Goals:
(a) Using the passage about The Noise Revival Orchestra, answer these questions:
(i) Who formed the orchestra, and in what year?
(ii) Which of the band's songs was used in a PSA video in 2009?
(iii) What did the orchestra release in the spring of 2011?
(b) Decide whether each statement agrees with the passage about The Noise Revival Orchestra, and back up each answer with the passage's own words:
(i) The orchestra began as a 13-piece group.
(ii) The band was featured on mtvU Ahead of the Curve in 2008.
(iii) The songwriting collaboration Nathan Felix joined in Denmark lasted a week.
(c) Carry on the passage about The Noise Revival Orchestra from its last sentence.

Text passage:
>> start
The Noise Revival Orchestra is an orchestral indie collective based in Austin, Texas. Formed in 2004 as a 4 piece by Nathan Felix, The Noise Revival Orchestra has grown to a 13 to 17 piece orchestra.

In 2008, the band was featured on mtvU Ahead of the Curve. In 2009, The Noise Revival's "Days n Daze" was used in the PSA video  for Institute for Democratic Education in America.

In May 2010, Nathan Felix traveled to Denmark with The House of Songs to participate in a three-day intensive songwriting collaboration and to perform at SPOT and Inter SPOT as part of The Austin Five. The Noise Revival Orchestra released Songs of Forgiveness in the spring of 2011 and subsequently toured Denmark, Iceland, & the Faroe Islands to support it.
>> end
Supplied information:
>> start
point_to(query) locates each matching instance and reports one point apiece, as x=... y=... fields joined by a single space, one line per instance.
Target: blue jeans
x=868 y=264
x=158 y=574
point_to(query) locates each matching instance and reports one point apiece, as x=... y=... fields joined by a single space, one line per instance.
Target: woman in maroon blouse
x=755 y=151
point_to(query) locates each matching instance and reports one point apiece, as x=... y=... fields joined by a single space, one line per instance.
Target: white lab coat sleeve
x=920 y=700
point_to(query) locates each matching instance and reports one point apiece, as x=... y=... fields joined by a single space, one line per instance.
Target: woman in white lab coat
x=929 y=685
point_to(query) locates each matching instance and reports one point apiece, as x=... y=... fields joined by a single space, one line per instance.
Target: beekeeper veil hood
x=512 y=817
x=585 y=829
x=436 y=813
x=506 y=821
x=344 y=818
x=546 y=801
>> end
Responses by task:
(a)
(i) Nathan Felix formed it in 2004.
(ii) "Days n Daze"
(iii) Songs of Forgiveness

(b)
(i) No: "Formed in 2004 as a 4 piece by Nathan Felix"
(ii) Yes: "In 2008, the band was featured on mtvU Ahead of the Curve."
(iii) No: "to participate in a three-day intensive songwriting collaboration"

(c)
In 2014, The Noise Revival Orchestra, did a tour in Taiwan and Japan highlighted by festival dates where TNRO performed for crowds of 35,000 and 50,000 at the Taichung Jazz Festival.

Felix is currently writing the film score for an upcoming Andrew Shapter film entitled "The Teller and The Truth". The film is set to be released in 2015 as well as premiering is 2nd symphony, Neon Heaven, at SPOT Festival in 2015. .

Releases
To the Seven Churches in the Province of Asia (2004)
Live Tour EP (2005)
TNROEP (2007)
Farilya EP (2009)
BMBT (2010)
Songs of Forgiveness (2011)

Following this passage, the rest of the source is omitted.